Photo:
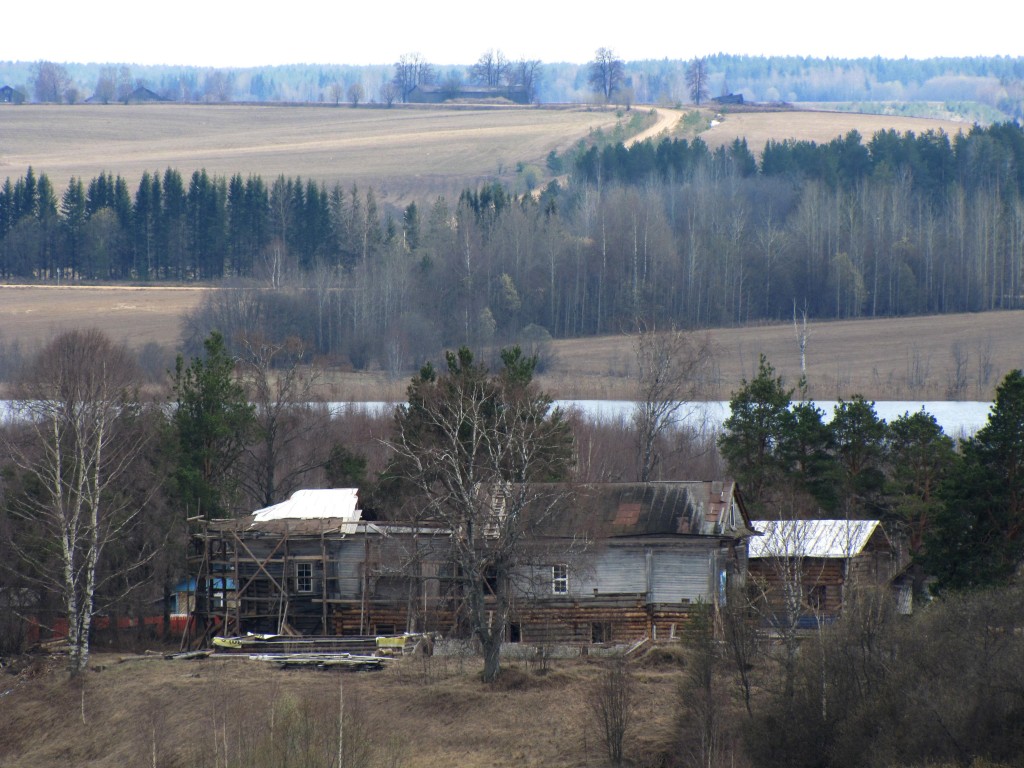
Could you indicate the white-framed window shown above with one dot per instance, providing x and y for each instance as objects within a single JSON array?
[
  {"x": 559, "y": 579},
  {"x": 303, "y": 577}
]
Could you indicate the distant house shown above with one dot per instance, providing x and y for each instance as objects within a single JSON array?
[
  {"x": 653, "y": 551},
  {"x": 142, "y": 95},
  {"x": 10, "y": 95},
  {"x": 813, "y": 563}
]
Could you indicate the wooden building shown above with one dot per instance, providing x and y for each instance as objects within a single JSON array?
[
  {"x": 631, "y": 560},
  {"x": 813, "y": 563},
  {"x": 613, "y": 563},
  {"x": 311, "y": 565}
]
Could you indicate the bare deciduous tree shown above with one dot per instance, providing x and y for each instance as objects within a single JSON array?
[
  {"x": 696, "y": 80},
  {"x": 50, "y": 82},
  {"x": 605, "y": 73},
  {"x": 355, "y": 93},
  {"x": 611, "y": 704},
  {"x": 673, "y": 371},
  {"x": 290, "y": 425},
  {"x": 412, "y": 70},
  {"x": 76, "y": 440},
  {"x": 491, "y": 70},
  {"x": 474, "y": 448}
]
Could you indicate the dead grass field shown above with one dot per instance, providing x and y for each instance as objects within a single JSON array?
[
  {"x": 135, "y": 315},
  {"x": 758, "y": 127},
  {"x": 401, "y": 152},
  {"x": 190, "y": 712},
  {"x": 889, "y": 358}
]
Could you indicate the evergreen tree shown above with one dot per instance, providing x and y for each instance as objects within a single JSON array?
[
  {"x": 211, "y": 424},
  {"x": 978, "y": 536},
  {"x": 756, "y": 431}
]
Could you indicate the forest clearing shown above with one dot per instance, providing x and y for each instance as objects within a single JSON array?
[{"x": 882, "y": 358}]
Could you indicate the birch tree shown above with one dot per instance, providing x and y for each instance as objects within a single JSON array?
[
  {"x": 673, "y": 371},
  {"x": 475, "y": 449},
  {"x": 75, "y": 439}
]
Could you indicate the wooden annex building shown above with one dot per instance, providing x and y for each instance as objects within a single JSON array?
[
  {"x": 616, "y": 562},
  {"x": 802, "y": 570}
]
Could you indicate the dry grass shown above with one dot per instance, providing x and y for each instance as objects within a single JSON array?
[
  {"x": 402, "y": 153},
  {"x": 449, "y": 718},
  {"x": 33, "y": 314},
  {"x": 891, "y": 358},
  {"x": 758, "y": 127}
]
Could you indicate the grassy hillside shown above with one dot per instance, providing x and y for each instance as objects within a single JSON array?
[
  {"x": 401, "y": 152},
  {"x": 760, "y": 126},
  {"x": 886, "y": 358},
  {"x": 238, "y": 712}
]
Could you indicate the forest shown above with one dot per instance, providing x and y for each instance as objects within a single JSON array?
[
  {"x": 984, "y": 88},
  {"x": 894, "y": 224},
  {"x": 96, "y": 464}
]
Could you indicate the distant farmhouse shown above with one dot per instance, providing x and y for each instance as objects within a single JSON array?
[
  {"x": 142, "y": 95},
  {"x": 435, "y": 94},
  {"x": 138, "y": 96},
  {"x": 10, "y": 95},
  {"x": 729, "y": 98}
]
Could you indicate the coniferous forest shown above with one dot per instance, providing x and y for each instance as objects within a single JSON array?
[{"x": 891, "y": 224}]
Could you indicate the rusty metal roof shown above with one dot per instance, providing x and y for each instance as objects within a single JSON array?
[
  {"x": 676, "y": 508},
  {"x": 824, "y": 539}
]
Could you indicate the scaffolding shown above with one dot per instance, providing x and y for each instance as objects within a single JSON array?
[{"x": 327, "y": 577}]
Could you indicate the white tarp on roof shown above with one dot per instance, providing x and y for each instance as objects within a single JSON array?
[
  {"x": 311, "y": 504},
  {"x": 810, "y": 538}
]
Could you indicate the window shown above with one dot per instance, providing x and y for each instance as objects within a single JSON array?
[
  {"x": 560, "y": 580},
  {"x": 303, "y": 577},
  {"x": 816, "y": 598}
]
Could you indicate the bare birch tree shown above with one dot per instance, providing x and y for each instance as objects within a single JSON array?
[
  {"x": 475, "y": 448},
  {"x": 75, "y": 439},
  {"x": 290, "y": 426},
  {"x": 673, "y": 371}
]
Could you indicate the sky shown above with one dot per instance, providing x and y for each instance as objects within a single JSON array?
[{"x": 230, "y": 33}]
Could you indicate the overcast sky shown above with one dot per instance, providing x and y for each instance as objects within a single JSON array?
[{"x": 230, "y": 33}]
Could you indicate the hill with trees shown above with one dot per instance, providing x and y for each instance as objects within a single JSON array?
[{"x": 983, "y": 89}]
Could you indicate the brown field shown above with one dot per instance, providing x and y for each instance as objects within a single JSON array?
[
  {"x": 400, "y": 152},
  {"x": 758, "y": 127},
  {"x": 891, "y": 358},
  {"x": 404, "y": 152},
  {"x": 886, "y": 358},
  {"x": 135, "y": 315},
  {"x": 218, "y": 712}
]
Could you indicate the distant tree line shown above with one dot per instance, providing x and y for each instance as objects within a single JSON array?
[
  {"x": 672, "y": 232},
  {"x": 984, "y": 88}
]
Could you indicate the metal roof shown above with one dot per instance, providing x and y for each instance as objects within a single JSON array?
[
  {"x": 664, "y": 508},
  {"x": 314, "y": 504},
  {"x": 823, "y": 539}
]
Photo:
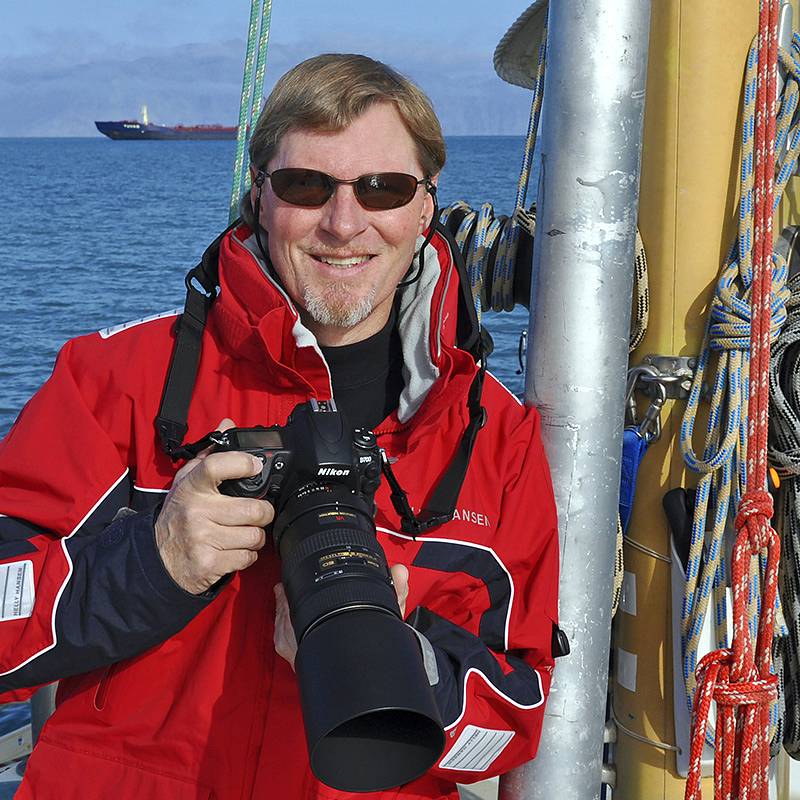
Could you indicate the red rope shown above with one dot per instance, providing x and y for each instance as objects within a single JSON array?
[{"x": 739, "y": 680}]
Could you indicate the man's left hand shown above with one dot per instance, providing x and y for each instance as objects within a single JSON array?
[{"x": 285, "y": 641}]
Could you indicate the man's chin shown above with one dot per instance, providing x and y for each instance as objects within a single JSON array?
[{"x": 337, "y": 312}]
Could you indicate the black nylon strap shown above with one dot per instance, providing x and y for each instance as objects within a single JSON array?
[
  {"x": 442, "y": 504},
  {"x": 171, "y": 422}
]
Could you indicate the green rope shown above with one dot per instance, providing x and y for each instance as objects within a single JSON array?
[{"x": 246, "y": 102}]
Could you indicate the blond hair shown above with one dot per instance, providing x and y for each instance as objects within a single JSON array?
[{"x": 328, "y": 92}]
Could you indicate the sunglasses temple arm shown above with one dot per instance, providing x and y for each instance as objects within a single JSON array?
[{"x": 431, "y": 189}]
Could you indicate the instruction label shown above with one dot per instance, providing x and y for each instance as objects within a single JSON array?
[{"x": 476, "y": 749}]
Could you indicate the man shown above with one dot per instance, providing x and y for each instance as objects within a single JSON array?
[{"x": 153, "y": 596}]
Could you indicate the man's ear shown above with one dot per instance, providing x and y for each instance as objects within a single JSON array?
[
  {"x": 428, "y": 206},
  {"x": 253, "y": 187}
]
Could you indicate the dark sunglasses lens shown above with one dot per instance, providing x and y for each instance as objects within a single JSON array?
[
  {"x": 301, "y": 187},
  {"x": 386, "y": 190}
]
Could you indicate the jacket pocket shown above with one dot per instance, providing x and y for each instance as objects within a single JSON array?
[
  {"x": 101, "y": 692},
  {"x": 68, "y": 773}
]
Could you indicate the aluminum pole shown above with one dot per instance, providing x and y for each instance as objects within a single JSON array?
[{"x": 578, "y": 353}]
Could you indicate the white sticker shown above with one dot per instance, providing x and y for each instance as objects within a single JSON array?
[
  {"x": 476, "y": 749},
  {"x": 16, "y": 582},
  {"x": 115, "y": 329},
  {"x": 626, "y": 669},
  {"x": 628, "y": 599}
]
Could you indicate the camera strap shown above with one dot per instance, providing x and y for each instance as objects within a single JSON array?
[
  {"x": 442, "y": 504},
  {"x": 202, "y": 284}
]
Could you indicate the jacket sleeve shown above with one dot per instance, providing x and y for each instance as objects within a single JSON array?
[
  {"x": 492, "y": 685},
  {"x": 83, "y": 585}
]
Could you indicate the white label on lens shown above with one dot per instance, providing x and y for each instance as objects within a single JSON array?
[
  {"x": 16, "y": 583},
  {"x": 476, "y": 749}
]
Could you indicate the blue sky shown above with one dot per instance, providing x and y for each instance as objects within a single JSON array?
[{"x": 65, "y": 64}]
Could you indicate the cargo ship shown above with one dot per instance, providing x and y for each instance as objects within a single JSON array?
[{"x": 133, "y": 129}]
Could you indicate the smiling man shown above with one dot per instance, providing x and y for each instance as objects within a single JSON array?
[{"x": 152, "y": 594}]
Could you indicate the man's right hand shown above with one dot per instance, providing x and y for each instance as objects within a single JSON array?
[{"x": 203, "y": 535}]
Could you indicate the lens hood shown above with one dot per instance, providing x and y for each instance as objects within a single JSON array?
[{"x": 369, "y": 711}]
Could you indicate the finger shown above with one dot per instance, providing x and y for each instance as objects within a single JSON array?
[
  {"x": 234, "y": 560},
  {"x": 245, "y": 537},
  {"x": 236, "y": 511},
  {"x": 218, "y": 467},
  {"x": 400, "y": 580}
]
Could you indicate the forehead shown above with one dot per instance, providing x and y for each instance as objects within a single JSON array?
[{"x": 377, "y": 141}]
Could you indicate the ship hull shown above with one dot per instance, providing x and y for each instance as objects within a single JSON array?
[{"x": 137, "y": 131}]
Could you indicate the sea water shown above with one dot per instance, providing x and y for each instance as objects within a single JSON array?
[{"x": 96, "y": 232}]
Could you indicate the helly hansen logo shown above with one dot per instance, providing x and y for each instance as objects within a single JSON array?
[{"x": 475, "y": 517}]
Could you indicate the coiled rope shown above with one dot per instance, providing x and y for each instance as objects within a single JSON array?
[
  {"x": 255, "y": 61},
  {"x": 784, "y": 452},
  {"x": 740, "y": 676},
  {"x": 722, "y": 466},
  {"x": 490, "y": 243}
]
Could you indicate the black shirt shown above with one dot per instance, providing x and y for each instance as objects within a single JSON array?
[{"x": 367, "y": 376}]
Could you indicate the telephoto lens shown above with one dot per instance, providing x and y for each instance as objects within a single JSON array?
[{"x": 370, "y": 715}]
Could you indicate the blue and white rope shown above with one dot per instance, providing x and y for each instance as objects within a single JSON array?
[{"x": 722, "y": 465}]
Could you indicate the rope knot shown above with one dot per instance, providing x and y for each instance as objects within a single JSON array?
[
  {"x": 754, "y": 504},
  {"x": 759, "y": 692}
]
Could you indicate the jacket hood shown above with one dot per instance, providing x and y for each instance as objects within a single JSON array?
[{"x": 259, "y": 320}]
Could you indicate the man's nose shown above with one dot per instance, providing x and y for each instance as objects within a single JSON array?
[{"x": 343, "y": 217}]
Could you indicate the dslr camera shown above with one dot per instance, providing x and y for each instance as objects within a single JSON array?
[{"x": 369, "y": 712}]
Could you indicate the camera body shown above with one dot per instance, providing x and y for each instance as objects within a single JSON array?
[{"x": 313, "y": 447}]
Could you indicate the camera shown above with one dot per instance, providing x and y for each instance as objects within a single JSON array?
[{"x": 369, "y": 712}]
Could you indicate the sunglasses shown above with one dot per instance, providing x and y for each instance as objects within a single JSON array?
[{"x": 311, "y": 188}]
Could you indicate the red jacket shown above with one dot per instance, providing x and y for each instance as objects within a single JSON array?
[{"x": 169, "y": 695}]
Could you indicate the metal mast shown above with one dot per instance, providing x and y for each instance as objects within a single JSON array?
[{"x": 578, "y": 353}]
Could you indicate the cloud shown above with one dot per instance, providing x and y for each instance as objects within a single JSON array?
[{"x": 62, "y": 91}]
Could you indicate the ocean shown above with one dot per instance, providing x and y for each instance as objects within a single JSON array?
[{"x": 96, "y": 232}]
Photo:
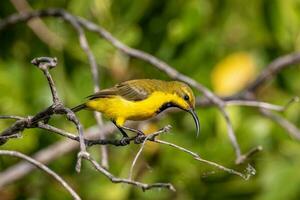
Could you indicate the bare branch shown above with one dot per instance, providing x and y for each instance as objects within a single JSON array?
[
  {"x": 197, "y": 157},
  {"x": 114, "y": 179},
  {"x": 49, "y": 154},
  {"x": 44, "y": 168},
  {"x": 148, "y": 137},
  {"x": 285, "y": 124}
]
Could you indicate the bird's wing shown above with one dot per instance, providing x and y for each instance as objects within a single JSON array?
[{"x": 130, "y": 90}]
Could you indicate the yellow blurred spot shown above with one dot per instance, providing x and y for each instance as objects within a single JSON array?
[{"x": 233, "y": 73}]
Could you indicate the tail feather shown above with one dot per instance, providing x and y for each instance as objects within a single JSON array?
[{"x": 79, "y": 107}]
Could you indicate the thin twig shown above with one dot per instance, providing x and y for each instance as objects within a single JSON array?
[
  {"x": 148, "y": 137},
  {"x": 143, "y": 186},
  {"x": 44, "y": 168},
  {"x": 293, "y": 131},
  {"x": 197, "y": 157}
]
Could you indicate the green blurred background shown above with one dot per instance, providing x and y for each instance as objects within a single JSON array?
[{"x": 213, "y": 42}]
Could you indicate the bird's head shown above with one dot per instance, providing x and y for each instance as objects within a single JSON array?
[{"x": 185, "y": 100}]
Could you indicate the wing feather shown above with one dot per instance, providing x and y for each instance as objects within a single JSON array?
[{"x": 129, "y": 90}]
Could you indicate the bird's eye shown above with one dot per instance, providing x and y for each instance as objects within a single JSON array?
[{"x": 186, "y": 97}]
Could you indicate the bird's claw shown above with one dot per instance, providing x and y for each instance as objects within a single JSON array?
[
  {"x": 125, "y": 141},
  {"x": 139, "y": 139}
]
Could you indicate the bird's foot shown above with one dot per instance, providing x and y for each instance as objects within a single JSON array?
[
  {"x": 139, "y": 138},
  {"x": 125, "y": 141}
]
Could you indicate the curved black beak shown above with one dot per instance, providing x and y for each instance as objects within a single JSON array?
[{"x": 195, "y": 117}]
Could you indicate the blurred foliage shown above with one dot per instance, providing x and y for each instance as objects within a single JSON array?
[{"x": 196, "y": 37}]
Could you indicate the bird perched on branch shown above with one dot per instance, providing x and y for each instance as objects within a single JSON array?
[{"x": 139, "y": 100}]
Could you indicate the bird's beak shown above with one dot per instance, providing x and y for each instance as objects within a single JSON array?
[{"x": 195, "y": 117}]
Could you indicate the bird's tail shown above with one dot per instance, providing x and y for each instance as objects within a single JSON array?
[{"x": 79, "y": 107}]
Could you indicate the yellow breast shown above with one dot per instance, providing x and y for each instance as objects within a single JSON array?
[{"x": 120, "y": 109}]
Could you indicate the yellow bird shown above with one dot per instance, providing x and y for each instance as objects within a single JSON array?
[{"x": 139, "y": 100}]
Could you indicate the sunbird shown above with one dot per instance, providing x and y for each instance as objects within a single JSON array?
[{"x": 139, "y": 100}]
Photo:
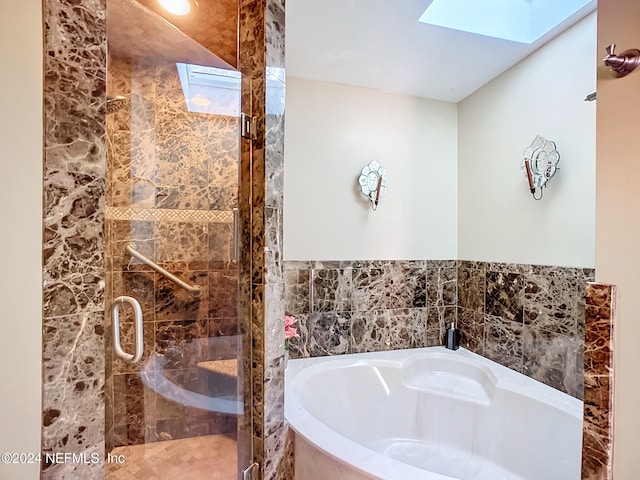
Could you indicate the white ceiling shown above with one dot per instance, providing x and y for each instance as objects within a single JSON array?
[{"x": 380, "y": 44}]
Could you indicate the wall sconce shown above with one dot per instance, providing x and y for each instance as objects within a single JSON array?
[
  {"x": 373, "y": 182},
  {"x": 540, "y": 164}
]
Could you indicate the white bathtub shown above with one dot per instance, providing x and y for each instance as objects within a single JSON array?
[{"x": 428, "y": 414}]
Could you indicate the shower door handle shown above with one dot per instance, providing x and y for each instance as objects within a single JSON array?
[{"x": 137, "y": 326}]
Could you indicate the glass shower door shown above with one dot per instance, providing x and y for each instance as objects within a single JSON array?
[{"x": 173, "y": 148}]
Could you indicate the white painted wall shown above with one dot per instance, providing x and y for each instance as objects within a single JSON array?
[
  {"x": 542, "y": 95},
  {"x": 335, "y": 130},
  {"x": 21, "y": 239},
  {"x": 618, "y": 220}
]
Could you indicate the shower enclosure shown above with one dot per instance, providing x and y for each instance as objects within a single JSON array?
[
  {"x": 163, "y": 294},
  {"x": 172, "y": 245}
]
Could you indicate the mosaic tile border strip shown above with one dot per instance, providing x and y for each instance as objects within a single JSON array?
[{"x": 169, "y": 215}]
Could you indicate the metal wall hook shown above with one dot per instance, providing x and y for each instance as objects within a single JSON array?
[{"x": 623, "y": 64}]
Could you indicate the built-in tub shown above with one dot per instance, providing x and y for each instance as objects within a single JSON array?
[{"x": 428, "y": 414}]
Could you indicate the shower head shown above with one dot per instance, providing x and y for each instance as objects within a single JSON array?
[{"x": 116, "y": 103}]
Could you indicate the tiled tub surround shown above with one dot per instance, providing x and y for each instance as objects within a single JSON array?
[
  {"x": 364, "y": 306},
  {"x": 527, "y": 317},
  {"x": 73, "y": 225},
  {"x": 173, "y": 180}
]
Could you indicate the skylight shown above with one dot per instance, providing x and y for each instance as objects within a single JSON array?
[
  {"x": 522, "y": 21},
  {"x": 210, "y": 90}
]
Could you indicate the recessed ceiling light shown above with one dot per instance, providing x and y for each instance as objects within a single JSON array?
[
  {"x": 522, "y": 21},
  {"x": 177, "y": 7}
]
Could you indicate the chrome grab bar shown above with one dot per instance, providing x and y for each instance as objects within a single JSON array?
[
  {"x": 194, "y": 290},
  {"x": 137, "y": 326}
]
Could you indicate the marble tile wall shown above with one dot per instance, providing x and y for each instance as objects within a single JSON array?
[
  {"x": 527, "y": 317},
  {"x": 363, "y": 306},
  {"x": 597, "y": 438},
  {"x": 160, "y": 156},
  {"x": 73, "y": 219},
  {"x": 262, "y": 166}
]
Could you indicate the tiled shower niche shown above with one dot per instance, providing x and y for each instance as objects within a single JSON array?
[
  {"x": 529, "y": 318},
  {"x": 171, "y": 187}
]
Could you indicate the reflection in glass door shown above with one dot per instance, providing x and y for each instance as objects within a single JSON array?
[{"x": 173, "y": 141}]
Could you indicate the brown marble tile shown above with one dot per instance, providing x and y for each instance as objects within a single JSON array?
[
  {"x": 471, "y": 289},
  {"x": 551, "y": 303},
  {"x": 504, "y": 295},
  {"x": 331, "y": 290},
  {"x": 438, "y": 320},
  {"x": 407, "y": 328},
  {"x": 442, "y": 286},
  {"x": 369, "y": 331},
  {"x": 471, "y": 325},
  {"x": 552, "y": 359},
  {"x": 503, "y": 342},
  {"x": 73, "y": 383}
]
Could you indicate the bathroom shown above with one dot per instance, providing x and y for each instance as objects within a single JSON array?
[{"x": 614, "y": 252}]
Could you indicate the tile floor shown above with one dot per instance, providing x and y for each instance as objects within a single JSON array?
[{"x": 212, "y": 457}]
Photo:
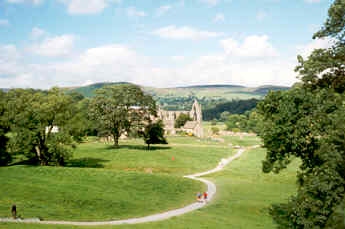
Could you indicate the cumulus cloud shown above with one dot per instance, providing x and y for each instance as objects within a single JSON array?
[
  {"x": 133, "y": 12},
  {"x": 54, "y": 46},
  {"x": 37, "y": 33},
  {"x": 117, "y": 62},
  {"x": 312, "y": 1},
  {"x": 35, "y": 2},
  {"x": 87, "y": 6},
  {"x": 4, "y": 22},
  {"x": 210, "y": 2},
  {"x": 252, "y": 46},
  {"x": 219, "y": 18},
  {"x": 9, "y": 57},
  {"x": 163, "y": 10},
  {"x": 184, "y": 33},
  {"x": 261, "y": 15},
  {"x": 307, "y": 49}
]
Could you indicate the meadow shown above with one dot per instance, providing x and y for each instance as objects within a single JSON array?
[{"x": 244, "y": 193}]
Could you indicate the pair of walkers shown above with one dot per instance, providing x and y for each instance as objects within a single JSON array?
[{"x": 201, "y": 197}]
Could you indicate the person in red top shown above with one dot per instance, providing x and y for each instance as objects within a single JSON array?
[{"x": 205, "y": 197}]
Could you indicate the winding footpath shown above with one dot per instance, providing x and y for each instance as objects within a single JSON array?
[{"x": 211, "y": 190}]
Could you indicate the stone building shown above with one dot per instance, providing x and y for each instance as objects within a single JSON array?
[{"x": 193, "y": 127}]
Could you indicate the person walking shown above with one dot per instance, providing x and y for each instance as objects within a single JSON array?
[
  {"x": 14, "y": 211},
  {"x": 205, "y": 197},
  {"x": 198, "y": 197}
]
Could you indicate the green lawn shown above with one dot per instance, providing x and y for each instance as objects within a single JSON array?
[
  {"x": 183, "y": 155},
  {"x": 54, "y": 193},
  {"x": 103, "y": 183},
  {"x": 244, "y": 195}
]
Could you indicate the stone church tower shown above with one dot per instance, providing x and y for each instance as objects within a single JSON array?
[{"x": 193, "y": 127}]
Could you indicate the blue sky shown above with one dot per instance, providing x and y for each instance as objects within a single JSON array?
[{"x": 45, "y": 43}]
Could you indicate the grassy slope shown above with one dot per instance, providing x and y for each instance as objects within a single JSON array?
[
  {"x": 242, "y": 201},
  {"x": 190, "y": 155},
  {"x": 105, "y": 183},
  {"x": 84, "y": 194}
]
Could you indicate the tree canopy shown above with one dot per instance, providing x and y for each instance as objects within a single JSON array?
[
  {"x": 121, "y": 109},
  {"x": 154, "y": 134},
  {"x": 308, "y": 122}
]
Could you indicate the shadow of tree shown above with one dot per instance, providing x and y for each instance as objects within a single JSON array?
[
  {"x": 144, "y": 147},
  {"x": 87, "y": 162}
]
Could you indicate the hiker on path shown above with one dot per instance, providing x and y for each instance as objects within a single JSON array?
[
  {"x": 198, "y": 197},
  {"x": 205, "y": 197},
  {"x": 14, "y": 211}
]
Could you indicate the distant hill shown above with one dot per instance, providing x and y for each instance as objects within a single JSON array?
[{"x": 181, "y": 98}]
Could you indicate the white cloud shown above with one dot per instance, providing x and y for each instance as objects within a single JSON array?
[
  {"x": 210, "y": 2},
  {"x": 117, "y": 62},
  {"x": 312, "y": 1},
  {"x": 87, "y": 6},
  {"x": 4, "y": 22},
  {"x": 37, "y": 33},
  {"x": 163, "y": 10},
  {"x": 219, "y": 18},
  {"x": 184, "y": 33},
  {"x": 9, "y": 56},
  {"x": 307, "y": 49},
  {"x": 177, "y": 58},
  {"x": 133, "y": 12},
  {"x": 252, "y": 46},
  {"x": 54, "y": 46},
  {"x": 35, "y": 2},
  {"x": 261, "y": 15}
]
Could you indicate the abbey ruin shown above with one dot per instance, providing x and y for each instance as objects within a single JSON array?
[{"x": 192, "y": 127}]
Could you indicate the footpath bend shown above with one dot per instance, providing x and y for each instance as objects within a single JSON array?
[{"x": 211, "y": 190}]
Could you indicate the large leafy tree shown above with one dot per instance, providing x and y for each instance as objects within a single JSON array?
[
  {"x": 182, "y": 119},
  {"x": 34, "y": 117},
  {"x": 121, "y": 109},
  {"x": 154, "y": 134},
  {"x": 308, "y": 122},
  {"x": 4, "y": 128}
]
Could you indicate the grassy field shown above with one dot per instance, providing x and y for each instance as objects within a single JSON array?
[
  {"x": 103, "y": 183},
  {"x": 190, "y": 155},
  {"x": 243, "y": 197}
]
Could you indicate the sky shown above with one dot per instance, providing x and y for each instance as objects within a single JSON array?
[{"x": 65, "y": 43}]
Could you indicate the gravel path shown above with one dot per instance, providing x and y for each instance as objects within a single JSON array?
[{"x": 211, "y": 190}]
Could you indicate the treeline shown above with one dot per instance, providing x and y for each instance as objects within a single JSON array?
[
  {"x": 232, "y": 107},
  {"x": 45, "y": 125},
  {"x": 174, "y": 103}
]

::::::::

[WRITTEN INSTRUCTION]:
Begin with the line that contains "Could you indicate the grassy field" and quote each line after it exactly, stopping after the last line of the data.

[REPLY TO THE TASK]:
Could you indicate the grassy field shown above with one dot per instance, providing x and y for each instance as objects within a single JSON array?
[
  {"x": 103, "y": 183},
  {"x": 190, "y": 155},
  {"x": 243, "y": 197}
]
Could you indicate the sky shown above with one dot per instance, providing x and y for each instance as objects within a single JSON array?
[{"x": 65, "y": 43}]
Could you indicate the gravel path shown above with one dot per instance, providing x and y for each instance as objects within a single JSON array?
[{"x": 211, "y": 190}]
Could you indicate the treeline shown above with one dot per instance, providing x and y for each instance as objects within a single JSON array?
[
  {"x": 232, "y": 107},
  {"x": 45, "y": 125},
  {"x": 174, "y": 103}
]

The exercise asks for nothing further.